**DATASET RECORDS**
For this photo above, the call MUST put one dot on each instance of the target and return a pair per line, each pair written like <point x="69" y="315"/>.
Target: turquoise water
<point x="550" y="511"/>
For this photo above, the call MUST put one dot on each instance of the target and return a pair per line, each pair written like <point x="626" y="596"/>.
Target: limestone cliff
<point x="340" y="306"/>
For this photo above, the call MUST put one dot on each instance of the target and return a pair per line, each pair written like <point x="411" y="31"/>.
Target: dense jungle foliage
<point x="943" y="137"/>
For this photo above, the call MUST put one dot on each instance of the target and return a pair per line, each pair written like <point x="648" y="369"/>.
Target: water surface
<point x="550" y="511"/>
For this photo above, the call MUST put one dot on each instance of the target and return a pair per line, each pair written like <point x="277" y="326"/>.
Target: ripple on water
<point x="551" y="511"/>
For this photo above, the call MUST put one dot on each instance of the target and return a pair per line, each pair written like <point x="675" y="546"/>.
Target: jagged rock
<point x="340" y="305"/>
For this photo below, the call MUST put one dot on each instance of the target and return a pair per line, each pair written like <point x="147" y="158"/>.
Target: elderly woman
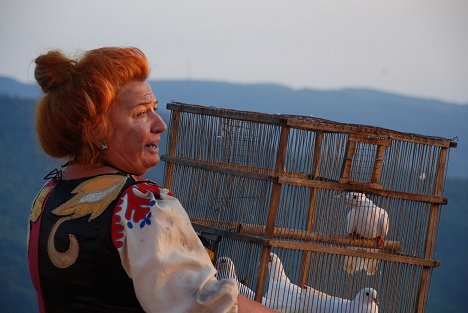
<point x="102" y="238"/>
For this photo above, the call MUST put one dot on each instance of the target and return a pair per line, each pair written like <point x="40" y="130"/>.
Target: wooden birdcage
<point x="255" y="184"/>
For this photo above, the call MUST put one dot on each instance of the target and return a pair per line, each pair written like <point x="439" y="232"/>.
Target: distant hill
<point x="360" y="106"/>
<point x="22" y="166"/>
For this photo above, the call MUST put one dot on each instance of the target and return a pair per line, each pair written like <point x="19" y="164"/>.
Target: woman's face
<point x="137" y="128"/>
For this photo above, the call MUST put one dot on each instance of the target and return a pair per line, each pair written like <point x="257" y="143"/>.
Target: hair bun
<point x="53" y="70"/>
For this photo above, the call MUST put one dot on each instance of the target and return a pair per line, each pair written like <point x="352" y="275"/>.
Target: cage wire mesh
<point x="310" y="215"/>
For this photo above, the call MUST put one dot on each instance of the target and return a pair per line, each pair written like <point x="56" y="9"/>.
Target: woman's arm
<point x="246" y="305"/>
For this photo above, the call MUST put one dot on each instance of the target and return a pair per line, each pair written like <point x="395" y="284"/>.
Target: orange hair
<point x="73" y="116"/>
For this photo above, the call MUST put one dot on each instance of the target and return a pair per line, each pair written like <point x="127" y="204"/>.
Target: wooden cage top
<point x="312" y="123"/>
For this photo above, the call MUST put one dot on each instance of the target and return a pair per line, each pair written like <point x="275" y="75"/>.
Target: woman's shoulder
<point x="144" y="185"/>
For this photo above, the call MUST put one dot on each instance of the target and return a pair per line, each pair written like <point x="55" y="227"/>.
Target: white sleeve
<point x="168" y="264"/>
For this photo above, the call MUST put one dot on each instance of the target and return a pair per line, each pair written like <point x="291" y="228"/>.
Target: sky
<point x="410" y="47"/>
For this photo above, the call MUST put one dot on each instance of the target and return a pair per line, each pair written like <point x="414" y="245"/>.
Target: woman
<point x="102" y="238"/>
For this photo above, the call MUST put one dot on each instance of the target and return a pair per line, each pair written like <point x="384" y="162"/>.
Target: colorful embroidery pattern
<point x="91" y="197"/>
<point x="39" y="201"/>
<point x="136" y="203"/>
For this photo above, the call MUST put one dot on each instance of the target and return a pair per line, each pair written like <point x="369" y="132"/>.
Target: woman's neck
<point x="76" y="170"/>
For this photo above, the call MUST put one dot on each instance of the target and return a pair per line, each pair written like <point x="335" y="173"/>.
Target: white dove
<point x="227" y="270"/>
<point x="317" y="301"/>
<point x="366" y="219"/>
<point x="365" y="302"/>
<point x="353" y="264"/>
<point x="281" y="294"/>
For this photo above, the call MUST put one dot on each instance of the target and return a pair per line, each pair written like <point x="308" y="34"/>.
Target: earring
<point x="103" y="146"/>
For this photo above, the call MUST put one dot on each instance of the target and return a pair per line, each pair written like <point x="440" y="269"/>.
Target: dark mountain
<point x="359" y="106"/>
<point x="22" y="166"/>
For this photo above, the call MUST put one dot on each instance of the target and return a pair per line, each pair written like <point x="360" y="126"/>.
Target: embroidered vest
<point x="73" y="263"/>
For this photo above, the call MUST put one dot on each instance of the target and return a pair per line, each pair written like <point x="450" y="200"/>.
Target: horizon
<point x="416" y="49"/>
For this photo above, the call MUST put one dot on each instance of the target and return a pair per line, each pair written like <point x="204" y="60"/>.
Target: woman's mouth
<point x="152" y="147"/>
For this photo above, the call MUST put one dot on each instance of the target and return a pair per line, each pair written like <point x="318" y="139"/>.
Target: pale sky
<point x="411" y="47"/>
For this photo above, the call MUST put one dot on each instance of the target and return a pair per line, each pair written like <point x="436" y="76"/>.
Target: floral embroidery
<point x="91" y="197"/>
<point x="134" y="208"/>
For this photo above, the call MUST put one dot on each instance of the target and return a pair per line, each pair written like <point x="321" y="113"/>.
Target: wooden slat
<point x="364" y="129"/>
<point x="295" y="234"/>
<point x="378" y="163"/>
<point x="349" y="252"/>
<point x="225" y="168"/>
<point x="348" y="161"/>
<point x="265" y="174"/>
<point x="272" y="210"/>
<point x="362" y="188"/>
<point x="311" y="123"/>
<point x="431" y="233"/>
<point x="312" y="199"/>
<point x="172" y="144"/>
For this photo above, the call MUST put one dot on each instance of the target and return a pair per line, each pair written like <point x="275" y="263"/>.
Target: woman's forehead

**WORK INSTRUCTIONS**
The records must be copied with no word altered, and without their pictures.

**REPLY TO THE TASK**
For this photo above, the call MUST put one dot on each instance of the target and return a pair per line, each pair written like <point x="69" y="315"/>.
Target: turquoise water
<point x="550" y="511"/>
For this photo above, the call MUST put one dot on each instance of the target and return a pair per line, each pair written like <point x="626" y="596"/>.
Target: limestone cliff
<point x="340" y="306"/>
For this photo above, the call MUST put one dot on each instance of the target and return a pair per line, each pair written like <point x="411" y="31"/>.
Target: dense jungle foliage
<point x="943" y="137"/>
For this photo above, the call MUST put one dot on each instance of the target and return a pair per line, each pair written like <point x="648" y="369"/>.
Target: water surface
<point x="550" y="511"/>
For this photo above, the call MUST put one dot on each instance of the target and return a pair per line, each pair written like <point x="277" y="326"/>.
Target: ripple on water
<point x="551" y="511"/>
For this photo above, the call MUST put one dot on each instance of the target and return a pair per line, each pair written like <point x="675" y="546"/>.
Target: jagged rock
<point x="340" y="305"/>
For this photo below, the call MUST put one dot on each instance of the target and return a pair per line, each pair written like <point x="147" y="158"/>.
Target: elderly woman
<point x="102" y="238"/>
For this photo above, the call MUST put one dot on each instance of the target and return a pair per line, each pair written like <point x="40" y="130"/>.
Target: wooden birdcage
<point x="255" y="184"/>
For this photo above, the call MUST put one dot on each instance of the target and return a pair per line, each pair written like <point x="439" y="232"/>.
Target: distant hill
<point x="360" y="106"/>
<point x="22" y="166"/>
For this photo above, the call MUST put one dot on each instance of the target and return a pair per line, each pair written like <point x="19" y="164"/>.
Target: woman's face
<point x="137" y="128"/>
For this photo above, the call MUST put one dot on each instance of the target and return a pair per line, each pair written like <point x="257" y="143"/>.
Target: hair bun
<point x="53" y="70"/>
For this photo above, the call MUST put one dot on each instance of the target and return a pair per line, each pair written like <point x="352" y="275"/>.
Target: cage wire mesh
<point x="310" y="215"/>
For this photo above, the call MUST put one dot on each instance of the target and return a pair per line, each pair written like <point x="56" y="9"/>.
Target: woman's arm
<point x="246" y="305"/>
For this photo above, the call MUST put one dot on each instance of the target and return a pair per line, each pair written like <point x="395" y="284"/>.
Target: orange hair
<point x="73" y="116"/>
For this photo above, the call MUST put one dot on each instance of the target and return a pair per line, each pair written like <point x="127" y="204"/>.
Target: wooden cage top
<point x="312" y="123"/>
For this photo above, the call MUST put one dot on each instance of the target and return a pair per line, each pair written like <point x="275" y="75"/>.
Target: woman's shoulder
<point x="144" y="185"/>
For this photo above, the call MUST put one dot on each instance of the target and return a pair per line, each pair written like <point x="55" y="227"/>.
Target: white sleeve
<point x="168" y="264"/>
For this photo above, the call MUST put one dot on each instance of the target and return a pair per line, each pair written like <point x="291" y="228"/>.
Target: sky
<point x="410" y="47"/>
For this photo above, the call MUST put one dot on each instance of the target and return a pair per line, each pair written like <point x="414" y="245"/>.
Target: woman
<point x="102" y="238"/>
For this photo above, the call MUST put one dot on each instance of the target and return a pair per line, each pair written like <point x="384" y="162"/>.
Target: colorful embroidery pattern
<point x="91" y="197"/>
<point x="39" y="201"/>
<point x="136" y="203"/>
For this photo above, the call MUST put one dot on each instance of the target and return a pair per line, each pair written like <point x="369" y="132"/>.
Target: woman's neck
<point x="76" y="170"/>
For this photo above, the call MUST put one dot on each instance of the target and return a pair per line, each pair written like <point x="335" y="173"/>.
Target: white dove
<point x="227" y="270"/>
<point x="317" y="301"/>
<point x="366" y="219"/>
<point x="365" y="302"/>
<point x="353" y="264"/>
<point x="281" y="294"/>
For this photo above, the call MUST put one dot on each instance of the target and return a pair per line, each pair written like <point x="308" y="34"/>.
Target: earring
<point x="103" y="146"/>
For this photo above, the call MUST put one dot on each instance of the target and return a pair per line, each pair written like <point x="440" y="269"/>.
Target: dark mountain
<point x="359" y="106"/>
<point x="22" y="166"/>
For this photo above, the call MUST put one dot on each instance of the target and return a pair per line, each pair written like <point x="360" y="126"/>.
Target: embroidered vest
<point x="73" y="263"/>
For this photo above, the call MUST put one dot on each instance of the target and return a pair per line, each pair written like <point x="450" y="200"/>.
Target: horizon
<point x="416" y="49"/>
For this photo above, the call MUST put one dot on each instance of the target and return a pair per line, each pair written like <point x="204" y="60"/>.
Target: woman's mouth
<point x="152" y="147"/>
For this photo above, the call MUST put one dot on each instance of the target and return a pair per line, each pair written like <point x="318" y="139"/>.
Target: pale sky
<point x="411" y="47"/>
For this photo above, the call MUST put one dot on each instance of the target and return a pair per line, each pair written like <point x="436" y="76"/>.
Target: floral embroidery
<point x="91" y="197"/>
<point x="134" y="208"/>
For this photo above, the call MUST put one dot on each instance of the target and return a pair per line, each pair written like <point x="321" y="113"/>.
Target: wooden slat
<point x="364" y="129"/>
<point x="295" y="234"/>
<point x="378" y="163"/>
<point x="349" y="252"/>
<point x="225" y="168"/>
<point x="348" y="161"/>
<point x="265" y="174"/>
<point x="272" y="210"/>
<point x="362" y="188"/>
<point x="311" y="123"/>
<point x="431" y="233"/>
<point x="312" y="199"/>
<point x="172" y="144"/>
For this photo above, the call MUST put one dot on each instance of the target and return a pair per line, each pair written like <point x="275" y="263"/>.
Target: woman's forehead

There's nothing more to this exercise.